Vorgegebener Text —
Schneegestöber wechselt mit Sonnenschein, das neue Jahr ist noch jung, als wir uns mit Magdalena und Simon Messner im Vinschger Bauernladen treffen. Aufmerksam und freundlich grüßen sie jeden im Café, dann setzen sie sich zu uns an den Tisch und erzählen von der Kindheit auf Juval, den Plänen für die Zukunft und warum Vater Reinhold Messner einmal beinahe die Polizei rufen musste.
Euer Vater Reinhold Messner ist der bekannteste lebende Abenteurer der Welt und gilt als Reizfigur, die oft mit unpopulären Meinungen aneckt. Gab es je Situationen, wo ihr euch gedacht habt: „Warum kann unser Vater nicht einfach ein Briefträger sein?“
Magdalena: Nein, diese Frage hat sich mir nie gestellt, auch als Kind nicht. So wie unser Vater ist, so ist er einfach. 
Simon: (überlegt lange) Nein, mir geht es genauso. Wir sind so aufgewachsen und als Kind kennt man es nicht anders, man vergleicht sein Leben ja nicht mit dem der anderen Kinder. Für uns war dieses Leben, das von außen oft besonders ausschaut, ja auch irgendwie nur normal, Alltag sozusagen. 
M: Schwierig war vielleicht die Yeti-Phase, damals ging ich in Meran zur Grundschule und es gab schon manchmal verbale Attacken, gemeine Dinge, die die Kinder den Eltern nachplapperten. Man wurde quasi über den Vater angegriffen und fühlt auch als Kind, dass es unfair ist. Sich zu verteidigen ist dann natürlich schwierig. Im Nachhinein weiß ich aber, dass es mich gestärkt hat. So habe ich schon früh gelernt, Stellung zu beziehen und vor allem auch zu verinnerlichen: Mein Vater gehört zu mir, aber ich bin nicht mein Vater. 
S: Ja, das war manchmal problematisch. Dass man als Kind geradestehen soll für etwas, das der Vater tut oder sagt, obwohl man vielleicht seine Aussagen oder Darstellungen gar nicht teilt. 

Simon, du bist gerade von Dreharbeiten bzw. einer Kletterexpedition aus Patagonien zurückgekommen. Wie reagieren Bergsteigerkollegen, wenn sie deinen Namen erfahren?

Aufgabe — Gib aus dem Interview mit Magdalena und Simon Messner den Abschnitt von „Schneegestöber wechselt mit“ bis „Polizei rufen musste.“ wortgetreu wieder.

Datenteil —
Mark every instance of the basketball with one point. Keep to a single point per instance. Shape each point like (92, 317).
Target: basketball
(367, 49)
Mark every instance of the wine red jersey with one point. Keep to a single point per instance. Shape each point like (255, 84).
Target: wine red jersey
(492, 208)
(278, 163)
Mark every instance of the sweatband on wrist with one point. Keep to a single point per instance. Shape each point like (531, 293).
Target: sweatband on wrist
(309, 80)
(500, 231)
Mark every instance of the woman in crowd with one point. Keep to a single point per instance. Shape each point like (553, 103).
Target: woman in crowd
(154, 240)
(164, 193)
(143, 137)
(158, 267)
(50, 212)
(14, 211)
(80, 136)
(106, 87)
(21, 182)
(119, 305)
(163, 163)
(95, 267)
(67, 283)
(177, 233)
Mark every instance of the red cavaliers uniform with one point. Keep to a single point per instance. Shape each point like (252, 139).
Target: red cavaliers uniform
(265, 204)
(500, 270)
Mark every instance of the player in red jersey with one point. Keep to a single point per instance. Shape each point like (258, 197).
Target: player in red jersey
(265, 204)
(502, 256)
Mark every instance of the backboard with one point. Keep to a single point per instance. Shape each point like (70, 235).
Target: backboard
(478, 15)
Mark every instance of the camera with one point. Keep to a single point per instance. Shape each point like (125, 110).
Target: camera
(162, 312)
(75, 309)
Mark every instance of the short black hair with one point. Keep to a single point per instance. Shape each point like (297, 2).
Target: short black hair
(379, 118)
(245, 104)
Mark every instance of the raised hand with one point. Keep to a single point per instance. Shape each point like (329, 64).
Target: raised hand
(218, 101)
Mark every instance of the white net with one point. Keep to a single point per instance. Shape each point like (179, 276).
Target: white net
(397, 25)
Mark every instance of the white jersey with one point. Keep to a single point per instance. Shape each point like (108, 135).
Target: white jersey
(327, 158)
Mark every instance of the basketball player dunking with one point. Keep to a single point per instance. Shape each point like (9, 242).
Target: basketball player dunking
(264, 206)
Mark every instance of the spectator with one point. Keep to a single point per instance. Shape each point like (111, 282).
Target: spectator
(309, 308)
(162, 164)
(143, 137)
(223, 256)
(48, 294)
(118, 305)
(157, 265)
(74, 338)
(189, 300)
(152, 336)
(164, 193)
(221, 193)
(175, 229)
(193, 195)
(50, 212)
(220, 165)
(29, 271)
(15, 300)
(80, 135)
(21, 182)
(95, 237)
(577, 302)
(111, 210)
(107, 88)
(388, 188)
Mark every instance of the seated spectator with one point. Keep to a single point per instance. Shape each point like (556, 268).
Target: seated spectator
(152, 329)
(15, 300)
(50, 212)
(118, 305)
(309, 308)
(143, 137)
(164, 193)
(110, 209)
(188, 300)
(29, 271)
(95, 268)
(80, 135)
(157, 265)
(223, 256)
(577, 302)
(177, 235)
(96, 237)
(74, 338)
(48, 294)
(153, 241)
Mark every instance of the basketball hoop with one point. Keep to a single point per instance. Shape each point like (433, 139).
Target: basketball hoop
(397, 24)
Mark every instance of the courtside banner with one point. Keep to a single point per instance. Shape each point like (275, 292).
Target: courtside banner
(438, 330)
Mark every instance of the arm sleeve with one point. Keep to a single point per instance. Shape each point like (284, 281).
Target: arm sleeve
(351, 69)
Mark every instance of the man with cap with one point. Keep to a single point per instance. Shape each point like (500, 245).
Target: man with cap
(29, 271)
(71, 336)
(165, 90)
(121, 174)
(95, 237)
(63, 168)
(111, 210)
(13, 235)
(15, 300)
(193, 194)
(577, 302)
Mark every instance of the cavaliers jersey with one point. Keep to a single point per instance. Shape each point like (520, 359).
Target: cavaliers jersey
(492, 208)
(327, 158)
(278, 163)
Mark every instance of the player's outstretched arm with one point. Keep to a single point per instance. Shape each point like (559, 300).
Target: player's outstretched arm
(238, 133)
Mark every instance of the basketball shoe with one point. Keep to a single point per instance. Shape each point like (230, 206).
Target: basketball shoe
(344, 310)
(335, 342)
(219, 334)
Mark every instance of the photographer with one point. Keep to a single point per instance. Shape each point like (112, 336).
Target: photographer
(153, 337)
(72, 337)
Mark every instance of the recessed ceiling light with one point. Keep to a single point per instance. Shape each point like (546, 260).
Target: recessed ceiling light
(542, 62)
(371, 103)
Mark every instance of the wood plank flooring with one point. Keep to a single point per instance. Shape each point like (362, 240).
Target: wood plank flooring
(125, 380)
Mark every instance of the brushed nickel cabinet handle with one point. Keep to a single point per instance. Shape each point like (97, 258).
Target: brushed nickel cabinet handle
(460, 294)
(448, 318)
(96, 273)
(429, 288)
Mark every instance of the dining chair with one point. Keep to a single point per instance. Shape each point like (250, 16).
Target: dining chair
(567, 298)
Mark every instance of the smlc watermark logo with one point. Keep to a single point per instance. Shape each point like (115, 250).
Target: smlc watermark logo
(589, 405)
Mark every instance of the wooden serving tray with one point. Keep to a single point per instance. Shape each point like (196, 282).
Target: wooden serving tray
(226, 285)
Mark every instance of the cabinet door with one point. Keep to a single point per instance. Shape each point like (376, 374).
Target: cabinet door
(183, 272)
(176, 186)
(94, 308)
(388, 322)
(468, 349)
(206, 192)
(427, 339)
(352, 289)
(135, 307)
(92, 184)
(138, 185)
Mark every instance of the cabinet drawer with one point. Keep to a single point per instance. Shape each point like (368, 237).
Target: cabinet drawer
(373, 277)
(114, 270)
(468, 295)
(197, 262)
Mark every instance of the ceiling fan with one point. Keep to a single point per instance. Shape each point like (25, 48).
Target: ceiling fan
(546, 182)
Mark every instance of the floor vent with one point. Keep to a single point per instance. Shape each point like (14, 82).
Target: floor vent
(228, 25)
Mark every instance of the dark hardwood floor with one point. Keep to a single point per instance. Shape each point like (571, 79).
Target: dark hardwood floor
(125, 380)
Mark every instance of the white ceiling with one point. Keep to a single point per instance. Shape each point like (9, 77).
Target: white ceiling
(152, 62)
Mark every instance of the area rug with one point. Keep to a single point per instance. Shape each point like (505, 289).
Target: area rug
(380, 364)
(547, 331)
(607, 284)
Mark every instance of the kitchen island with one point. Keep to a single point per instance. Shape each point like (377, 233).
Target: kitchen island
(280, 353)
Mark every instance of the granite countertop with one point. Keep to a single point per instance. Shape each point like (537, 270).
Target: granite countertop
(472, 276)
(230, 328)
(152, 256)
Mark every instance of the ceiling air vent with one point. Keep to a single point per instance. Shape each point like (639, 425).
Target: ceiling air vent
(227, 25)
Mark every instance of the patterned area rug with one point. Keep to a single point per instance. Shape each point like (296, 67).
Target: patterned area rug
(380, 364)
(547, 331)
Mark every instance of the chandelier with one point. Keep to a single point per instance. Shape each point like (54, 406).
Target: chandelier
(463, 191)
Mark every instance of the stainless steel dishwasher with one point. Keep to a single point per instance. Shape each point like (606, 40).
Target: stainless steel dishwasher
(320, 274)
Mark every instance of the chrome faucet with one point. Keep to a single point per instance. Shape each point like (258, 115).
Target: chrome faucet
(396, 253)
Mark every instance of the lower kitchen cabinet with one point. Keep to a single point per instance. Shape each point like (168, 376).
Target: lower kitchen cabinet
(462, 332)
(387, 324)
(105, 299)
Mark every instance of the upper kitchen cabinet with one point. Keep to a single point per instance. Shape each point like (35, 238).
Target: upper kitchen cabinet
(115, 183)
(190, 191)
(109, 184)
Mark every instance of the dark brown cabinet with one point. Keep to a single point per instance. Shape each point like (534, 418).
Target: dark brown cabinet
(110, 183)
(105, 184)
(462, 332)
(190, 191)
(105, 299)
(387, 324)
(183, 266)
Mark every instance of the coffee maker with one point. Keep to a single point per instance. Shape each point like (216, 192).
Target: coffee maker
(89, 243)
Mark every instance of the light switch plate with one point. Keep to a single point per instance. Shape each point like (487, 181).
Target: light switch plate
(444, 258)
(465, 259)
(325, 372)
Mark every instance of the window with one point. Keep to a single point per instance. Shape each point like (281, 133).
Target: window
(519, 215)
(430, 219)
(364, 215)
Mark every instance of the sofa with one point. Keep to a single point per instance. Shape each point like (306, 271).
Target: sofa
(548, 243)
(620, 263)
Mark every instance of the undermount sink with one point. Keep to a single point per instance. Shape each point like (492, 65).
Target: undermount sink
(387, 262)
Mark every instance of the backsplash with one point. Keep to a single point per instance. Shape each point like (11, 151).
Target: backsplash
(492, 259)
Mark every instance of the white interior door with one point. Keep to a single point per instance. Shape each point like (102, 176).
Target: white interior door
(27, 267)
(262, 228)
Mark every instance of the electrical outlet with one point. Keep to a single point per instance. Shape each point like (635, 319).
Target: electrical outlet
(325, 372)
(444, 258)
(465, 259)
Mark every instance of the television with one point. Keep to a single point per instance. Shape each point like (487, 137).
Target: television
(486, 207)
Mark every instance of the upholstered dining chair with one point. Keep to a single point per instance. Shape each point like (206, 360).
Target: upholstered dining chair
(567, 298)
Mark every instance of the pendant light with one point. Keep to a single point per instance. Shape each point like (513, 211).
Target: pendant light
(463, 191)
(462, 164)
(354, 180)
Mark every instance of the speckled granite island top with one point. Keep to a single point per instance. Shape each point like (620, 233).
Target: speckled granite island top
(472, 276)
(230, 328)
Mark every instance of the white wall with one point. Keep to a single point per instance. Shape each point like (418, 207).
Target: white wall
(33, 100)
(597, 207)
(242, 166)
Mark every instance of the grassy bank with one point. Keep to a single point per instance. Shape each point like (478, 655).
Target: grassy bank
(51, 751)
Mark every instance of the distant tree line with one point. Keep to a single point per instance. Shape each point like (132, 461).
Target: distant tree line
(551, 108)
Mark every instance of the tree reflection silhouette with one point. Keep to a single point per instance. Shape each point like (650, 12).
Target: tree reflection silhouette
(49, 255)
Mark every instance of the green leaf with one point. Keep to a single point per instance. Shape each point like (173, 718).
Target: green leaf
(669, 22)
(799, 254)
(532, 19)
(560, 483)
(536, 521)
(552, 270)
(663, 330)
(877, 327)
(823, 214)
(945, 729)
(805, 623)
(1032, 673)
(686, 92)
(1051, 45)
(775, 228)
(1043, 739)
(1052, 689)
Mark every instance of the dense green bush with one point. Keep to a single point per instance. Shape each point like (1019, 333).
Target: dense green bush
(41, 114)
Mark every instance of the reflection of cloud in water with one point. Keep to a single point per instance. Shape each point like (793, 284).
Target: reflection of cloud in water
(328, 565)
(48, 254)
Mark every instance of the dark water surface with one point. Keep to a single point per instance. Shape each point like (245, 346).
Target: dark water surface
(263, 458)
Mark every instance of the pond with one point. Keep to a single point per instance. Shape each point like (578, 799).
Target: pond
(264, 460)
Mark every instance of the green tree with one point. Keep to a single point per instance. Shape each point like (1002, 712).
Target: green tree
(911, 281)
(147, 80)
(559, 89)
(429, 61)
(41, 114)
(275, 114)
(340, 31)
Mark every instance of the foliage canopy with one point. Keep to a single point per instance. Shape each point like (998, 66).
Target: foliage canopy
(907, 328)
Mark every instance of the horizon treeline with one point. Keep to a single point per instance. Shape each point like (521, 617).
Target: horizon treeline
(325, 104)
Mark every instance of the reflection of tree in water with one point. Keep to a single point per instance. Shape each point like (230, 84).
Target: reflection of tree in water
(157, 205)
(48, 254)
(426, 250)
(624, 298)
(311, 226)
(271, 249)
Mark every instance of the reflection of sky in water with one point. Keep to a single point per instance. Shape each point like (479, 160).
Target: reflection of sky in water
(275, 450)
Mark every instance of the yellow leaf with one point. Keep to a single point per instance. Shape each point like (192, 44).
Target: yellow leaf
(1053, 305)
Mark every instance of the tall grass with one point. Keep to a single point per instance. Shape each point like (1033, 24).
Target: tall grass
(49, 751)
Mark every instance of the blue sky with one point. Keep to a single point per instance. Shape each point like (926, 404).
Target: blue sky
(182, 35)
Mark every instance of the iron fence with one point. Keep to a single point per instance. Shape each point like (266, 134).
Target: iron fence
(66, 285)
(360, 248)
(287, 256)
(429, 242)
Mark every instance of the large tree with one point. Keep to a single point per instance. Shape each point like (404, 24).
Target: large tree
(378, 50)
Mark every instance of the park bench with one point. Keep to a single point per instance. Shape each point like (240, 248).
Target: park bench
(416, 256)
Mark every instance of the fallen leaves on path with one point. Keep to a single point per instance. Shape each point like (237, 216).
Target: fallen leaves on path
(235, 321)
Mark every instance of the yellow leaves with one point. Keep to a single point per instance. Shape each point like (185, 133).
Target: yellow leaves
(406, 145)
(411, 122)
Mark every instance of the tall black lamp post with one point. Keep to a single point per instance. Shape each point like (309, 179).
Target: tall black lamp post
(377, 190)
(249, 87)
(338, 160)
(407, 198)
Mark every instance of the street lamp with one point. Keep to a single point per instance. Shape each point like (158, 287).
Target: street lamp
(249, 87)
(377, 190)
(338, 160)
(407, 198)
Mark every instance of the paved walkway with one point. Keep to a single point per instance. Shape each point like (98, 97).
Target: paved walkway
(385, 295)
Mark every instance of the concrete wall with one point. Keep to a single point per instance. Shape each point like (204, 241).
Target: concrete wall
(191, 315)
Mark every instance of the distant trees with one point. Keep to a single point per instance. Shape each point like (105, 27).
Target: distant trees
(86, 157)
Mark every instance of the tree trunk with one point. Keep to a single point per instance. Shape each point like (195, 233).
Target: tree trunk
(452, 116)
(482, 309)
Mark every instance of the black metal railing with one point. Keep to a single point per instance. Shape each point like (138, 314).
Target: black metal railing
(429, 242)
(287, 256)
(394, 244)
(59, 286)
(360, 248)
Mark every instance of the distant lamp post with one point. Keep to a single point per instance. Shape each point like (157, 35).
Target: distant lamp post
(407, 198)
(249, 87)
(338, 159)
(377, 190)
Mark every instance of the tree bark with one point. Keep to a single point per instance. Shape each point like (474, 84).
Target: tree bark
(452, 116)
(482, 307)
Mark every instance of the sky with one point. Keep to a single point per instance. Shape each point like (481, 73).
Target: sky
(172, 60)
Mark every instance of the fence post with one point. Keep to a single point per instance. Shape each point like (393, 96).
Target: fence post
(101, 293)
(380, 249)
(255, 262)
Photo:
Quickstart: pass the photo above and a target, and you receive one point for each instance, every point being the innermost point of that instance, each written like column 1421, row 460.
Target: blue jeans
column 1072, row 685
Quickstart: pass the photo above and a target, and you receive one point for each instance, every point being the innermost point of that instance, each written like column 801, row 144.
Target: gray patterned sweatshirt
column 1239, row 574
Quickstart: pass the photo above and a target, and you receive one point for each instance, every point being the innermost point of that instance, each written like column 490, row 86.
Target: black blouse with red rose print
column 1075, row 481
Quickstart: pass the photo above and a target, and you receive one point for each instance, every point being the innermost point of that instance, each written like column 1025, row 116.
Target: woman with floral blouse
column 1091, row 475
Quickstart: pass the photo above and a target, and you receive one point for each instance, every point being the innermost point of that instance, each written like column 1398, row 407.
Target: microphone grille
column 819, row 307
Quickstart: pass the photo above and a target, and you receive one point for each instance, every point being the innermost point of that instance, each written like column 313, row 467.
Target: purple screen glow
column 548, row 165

Endergebnis —
Schneegestöber wechselt mit Sonnenschein, das neue Jahr ist noch jung, als wir uns mit Magdalena und Simon Messner im Vinschger Bauernladen treffen. Aufmerksam und freundlich grüßen sie jeden im Café, dann setzen sie sich zu uns an den Tisch und erzählen von der Kindheit auf Juval, den Plänen für die Zukunft und warum Vater Reinhold Messner einmal beinahe die Polizei rufen musste.